Print the entries in full, word for word, but not the pictures.

::::::::::

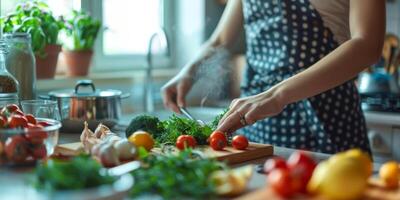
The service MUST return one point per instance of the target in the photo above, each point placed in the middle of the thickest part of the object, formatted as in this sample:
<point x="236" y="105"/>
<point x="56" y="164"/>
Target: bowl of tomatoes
<point x="25" y="139"/>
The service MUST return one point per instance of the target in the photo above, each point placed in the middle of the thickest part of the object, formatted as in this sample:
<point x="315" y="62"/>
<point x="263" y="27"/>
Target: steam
<point x="212" y="74"/>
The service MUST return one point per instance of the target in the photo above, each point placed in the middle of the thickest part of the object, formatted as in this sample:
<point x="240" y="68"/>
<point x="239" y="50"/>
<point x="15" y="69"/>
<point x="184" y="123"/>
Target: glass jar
<point x="20" y="62"/>
<point x="8" y="84"/>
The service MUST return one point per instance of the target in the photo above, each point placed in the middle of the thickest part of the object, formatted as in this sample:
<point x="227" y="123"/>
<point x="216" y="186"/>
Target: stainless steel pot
<point x="377" y="83"/>
<point x="86" y="103"/>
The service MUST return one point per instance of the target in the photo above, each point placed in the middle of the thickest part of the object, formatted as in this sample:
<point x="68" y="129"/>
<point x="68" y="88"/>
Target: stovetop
<point x="382" y="103"/>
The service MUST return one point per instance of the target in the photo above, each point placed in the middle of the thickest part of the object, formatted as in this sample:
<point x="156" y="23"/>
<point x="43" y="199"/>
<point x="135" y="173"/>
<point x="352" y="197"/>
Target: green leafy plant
<point x="35" y="18"/>
<point x="78" y="173"/>
<point x="176" y="126"/>
<point x="176" y="176"/>
<point x="81" y="31"/>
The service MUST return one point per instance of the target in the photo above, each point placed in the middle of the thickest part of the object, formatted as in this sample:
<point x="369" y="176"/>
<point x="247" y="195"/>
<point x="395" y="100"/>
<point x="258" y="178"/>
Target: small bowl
<point x="50" y="142"/>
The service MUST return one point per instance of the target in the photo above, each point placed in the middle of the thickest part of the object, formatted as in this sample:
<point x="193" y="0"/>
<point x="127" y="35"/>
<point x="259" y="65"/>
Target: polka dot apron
<point x="283" y="38"/>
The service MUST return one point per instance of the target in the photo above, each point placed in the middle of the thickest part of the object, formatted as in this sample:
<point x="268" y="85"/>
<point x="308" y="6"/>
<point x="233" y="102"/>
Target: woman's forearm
<point x="339" y="66"/>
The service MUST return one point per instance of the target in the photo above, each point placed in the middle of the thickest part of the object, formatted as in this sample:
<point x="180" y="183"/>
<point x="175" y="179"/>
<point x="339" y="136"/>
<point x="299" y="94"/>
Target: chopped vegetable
<point x="176" y="176"/>
<point x="144" y="123"/>
<point x="240" y="142"/>
<point x="176" y="126"/>
<point x="185" y="141"/>
<point x="78" y="173"/>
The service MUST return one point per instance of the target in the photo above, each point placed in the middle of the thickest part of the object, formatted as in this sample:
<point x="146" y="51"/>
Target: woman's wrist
<point x="280" y="95"/>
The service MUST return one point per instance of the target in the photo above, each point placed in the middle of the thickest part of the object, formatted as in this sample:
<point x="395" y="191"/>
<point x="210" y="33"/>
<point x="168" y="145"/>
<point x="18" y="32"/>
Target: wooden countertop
<point x="15" y="185"/>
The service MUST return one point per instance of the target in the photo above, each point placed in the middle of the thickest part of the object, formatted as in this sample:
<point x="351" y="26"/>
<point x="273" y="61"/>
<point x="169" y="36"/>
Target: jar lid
<point x="85" y="88"/>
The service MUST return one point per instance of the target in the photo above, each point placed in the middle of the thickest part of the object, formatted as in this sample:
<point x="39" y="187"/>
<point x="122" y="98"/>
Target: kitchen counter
<point x="15" y="184"/>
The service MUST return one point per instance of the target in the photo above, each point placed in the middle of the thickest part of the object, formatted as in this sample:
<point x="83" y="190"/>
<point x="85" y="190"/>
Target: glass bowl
<point x="24" y="146"/>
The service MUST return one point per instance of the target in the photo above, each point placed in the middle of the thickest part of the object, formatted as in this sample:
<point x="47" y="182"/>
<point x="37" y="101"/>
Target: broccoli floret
<point x="148" y="123"/>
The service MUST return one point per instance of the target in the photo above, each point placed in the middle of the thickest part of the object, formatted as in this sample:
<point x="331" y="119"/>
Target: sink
<point x="207" y="114"/>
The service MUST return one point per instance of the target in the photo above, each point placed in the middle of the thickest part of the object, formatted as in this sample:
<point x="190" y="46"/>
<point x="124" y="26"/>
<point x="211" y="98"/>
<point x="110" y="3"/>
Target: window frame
<point x="102" y="62"/>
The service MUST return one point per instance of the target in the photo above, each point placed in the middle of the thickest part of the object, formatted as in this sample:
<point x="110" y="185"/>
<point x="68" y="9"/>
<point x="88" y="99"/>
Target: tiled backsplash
<point x="393" y="17"/>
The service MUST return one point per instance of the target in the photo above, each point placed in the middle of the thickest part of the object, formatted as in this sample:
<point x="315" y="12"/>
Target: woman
<point x="301" y="58"/>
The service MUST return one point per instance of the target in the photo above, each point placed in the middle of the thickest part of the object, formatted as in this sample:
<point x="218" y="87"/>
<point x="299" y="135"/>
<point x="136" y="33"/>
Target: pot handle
<point x="84" y="83"/>
<point x="125" y="95"/>
<point x="44" y="97"/>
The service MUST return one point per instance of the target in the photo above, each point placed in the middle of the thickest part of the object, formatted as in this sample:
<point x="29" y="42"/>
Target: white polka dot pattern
<point x="283" y="38"/>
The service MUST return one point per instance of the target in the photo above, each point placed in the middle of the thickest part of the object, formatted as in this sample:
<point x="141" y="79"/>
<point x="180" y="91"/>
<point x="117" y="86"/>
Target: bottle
<point x="20" y="62"/>
<point x="8" y="84"/>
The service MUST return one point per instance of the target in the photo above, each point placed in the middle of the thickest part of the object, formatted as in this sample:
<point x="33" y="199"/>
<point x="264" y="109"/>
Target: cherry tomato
<point x="217" y="134"/>
<point x="3" y="122"/>
<point x="240" y="142"/>
<point x="302" y="166"/>
<point x="283" y="183"/>
<point x="18" y="112"/>
<point x="39" y="151"/>
<point x="31" y="119"/>
<point x="44" y="123"/>
<point x="185" y="141"/>
<point x="17" y="121"/>
<point x="1" y="148"/>
<point x="274" y="163"/>
<point x="16" y="148"/>
<point x="218" y="143"/>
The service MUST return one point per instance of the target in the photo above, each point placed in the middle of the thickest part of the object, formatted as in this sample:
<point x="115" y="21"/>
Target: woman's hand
<point x="175" y="91"/>
<point x="246" y="111"/>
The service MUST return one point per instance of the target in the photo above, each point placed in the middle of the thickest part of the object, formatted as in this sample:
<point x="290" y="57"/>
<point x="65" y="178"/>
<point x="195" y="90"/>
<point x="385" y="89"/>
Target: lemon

::::::::::

#### Task response
The service MUST return one point per instance of the target in the photo above, each point placed in the middle of the thickest part of the object, formatted as in this sample:
<point x="236" y="105"/>
<point x="56" y="164"/>
Target: bowl of tomatoes
<point x="25" y="139"/>
The service MUST return one point per instance of the target in the photo above, each point placed in the middle of the thickest part of the object, formatted as in this sample:
<point x="315" y="62"/>
<point x="263" y="27"/>
Target: steam
<point x="212" y="74"/>
The service MUST return one point per instance of the target in the photo above, each point placed in the middle of the thickest part of the object, formatted as in this sample:
<point x="240" y="68"/>
<point x="239" y="50"/>
<point x="15" y="69"/>
<point x="184" y="123"/>
Target: glass jar
<point x="20" y="62"/>
<point x="8" y="84"/>
The service MUST return one point per instance of the target in the photo above, each point placed in the middle of the thickest part of the object, formatted as in this sample:
<point x="227" y="123"/>
<point x="216" y="186"/>
Target: stainless steel pot
<point x="377" y="83"/>
<point x="86" y="103"/>
The service MUST return one point per instance of the target in the photo above, each point placed in the middle of the thickest part of the object, formatted as in this sample:
<point x="68" y="129"/>
<point x="68" y="88"/>
Target: stovetop
<point x="382" y="103"/>
The service MUST return one point per instance of the target in the photo above, each point placed in the middle of the thickest part of the object, formatted as in this sample:
<point x="156" y="23"/>
<point x="43" y="199"/>
<point x="135" y="173"/>
<point x="352" y="197"/>
Target: green leafy plant
<point x="35" y="18"/>
<point x="78" y="173"/>
<point x="176" y="126"/>
<point x="176" y="176"/>
<point x="81" y="31"/>
The service MUST return one point per instance of the target in the photo above, each point placed in the middle of the thickest part of the object, formatted as in this sample:
<point x="369" y="176"/>
<point x="247" y="195"/>
<point x="395" y="100"/>
<point x="258" y="178"/>
Target: small bowl
<point x="50" y="142"/>
The service MUST return one point per instance of the target in the photo above, each point placed in the middle of the thickest part of the object, formatted as in this sample:
<point x="193" y="0"/>
<point x="127" y="35"/>
<point x="259" y="65"/>
Target: polka dot apron
<point x="283" y="38"/>
The service MUST return one point per instance of the target in the photo above, each point placed in the middle of the thickest part of the object, formatted as in this sample:
<point x="268" y="85"/>
<point x="308" y="6"/>
<point x="233" y="102"/>
Target: woman's forearm
<point x="339" y="66"/>
The service MUST return one point per instance of the target in the photo above, each point placed in the middle of the thickest part of the object, formatted as in this sample:
<point x="180" y="183"/>
<point x="175" y="179"/>
<point x="339" y="136"/>
<point x="299" y="94"/>
Target: chopped vegetable
<point x="176" y="176"/>
<point x="144" y="123"/>
<point x="240" y="142"/>
<point x="176" y="126"/>
<point x="185" y="141"/>
<point x="78" y="173"/>
The service MUST return one point per instance of the target in the photo above, each point placed in the middle of the thickest part of the object, formatted as in this sample:
<point x="146" y="51"/>
Target: woman's wrist
<point x="280" y="95"/>
The service MUST return one point per instance of the target in the photo above, each point placed in the middle of the thickest part of the object, formatted as in this sample:
<point x="395" y="191"/>
<point x="210" y="33"/>
<point x="168" y="145"/>
<point x="18" y="32"/>
Target: wooden countertop
<point x="15" y="185"/>
The service MUST return one point per instance of the target in the photo above, each point placed in the middle of the thickest part of the object, formatted as in this sample:
<point x="351" y="26"/>
<point x="273" y="61"/>
<point x="169" y="36"/>
Target: jar lid
<point x="85" y="88"/>
The service MUST return one point per instance of the target in the photo above, each point placed in the middle of the thickest part of the object, formatted as in this sample:
<point x="39" y="187"/>
<point x="122" y="98"/>
Target: kitchen counter
<point x="15" y="184"/>
The service MUST return one point per instance of the target in the photo above, each point placed in the middle of the thickest part of the object, formatted as in this sample:
<point x="83" y="190"/>
<point x="85" y="190"/>
Target: glass bowl
<point x="24" y="146"/>
The service MUST return one point per instance of the target in the photo above, each point placed in the middle of the thickest part of the object, formatted as in this sample:
<point x="47" y="182"/>
<point x="37" y="101"/>
Target: broccoli floret
<point x="148" y="123"/>
The service MUST return one point per instance of the target in the photo above, each point placed in the middle of the thickest part of the object, formatted as in this sample:
<point x="331" y="119"/>
Target: sink
<point x="207" y="114"/>
The service MUST return one point per instance of the target in the photo above, each point placed in the middle of the thickest part of the object, formatted as in this sample:
<point x="190" y="46"/>
<point x="124" y="26"/>
<point x="211" y="98"/>
<point x="110" y="3"/>
Target: window frame
<point x="102" y="62"/>
The service MUST return one point per instance of the target in the photo above, each point placed in the middle of the thickest part of the object, formatted as in this sample:
<point x="110" y="185"/>
<point x="68" y="9"/>
<point x="88" y="99"/>
Target: tiled backsplash
<point x="393" y="17"/>
The service MUST return one point per instance of the target in the photo above, each point placed in the middle of the thickest part of the object, formatted as in this sample:
<point x="315" y="12"/>
Target: woman
<point x="301" y="58"/>
The service MUST return one point per instance of the target in the photo above, each point placed in the middle of the thickest part of the object, formatted as in this sample:
<point x="218" y="87"/>
<point x="299" y="135"/>
<point x="136" y="33"/>
Target: pot handle
<point x="84" y="83"/>
<point x="125" y="95"/>
<point x="44" y="97"/>
The service MUST return one point per instance of the target in the photo above, each point placed in the middle of the thickest part of the object, formatted as in this sample:
<point x="29" y="42"/>
Target: white polka dot pattern
<point x="283" y="38"/>
The service MUST return one point per instance of the target in the photo above, each point placed in the middle of the thickest part of the object, formatted as in this sample:
<point x="141" y="79"/>
<point x="180" y="91"/>
<point x="117" y="86"/>
Target: bottle
<point x="20" y="62"/>
<point x="8" y="84"/>
The service MUST return one point per instance of the target in the photo above, each point placed in the middle of the thickest part of the object, formatted as in this sample:
<point x="33" y="199"/>
<point x="264" y="109"/>
Target: cherry tomato
<point x="217" y="134"/>
<point x="3" y="122"/>
<point x="240" y="142"/>
<point x="302" y="166"/>
<point x="283" y="183"/>
<point x="18" y="112"/>
<point x="39" y="151"/>
<point x="31" y="119"/>
<point x="44" y="123"/>
<point x="185" y="141"/>
<point x="17" y="121"/>
<point x="1" y="148"/>
<point x="274" y="163"/>
<point x="16" y="148"/>
<point x="218" y="143"/>
The service MUST return one point per instance of the target in the photo above, each point placed in the middle of the thickest part of the object, formatted as in this sample:
<point x="115" y="21"/>
Target: woman's hand
<point x="175" y="91"/>
<point x="246" y="111"/>
The service MUST return one point per instance of the target in the photo above, each point placed in the middle of the thickest part of the object, formatted as in this sample:
<point x="290" y="57"/>
<point x="65" y="178"/>
<point x="195" y="90"/>
<point x="385" y="89"/>
Target: lemon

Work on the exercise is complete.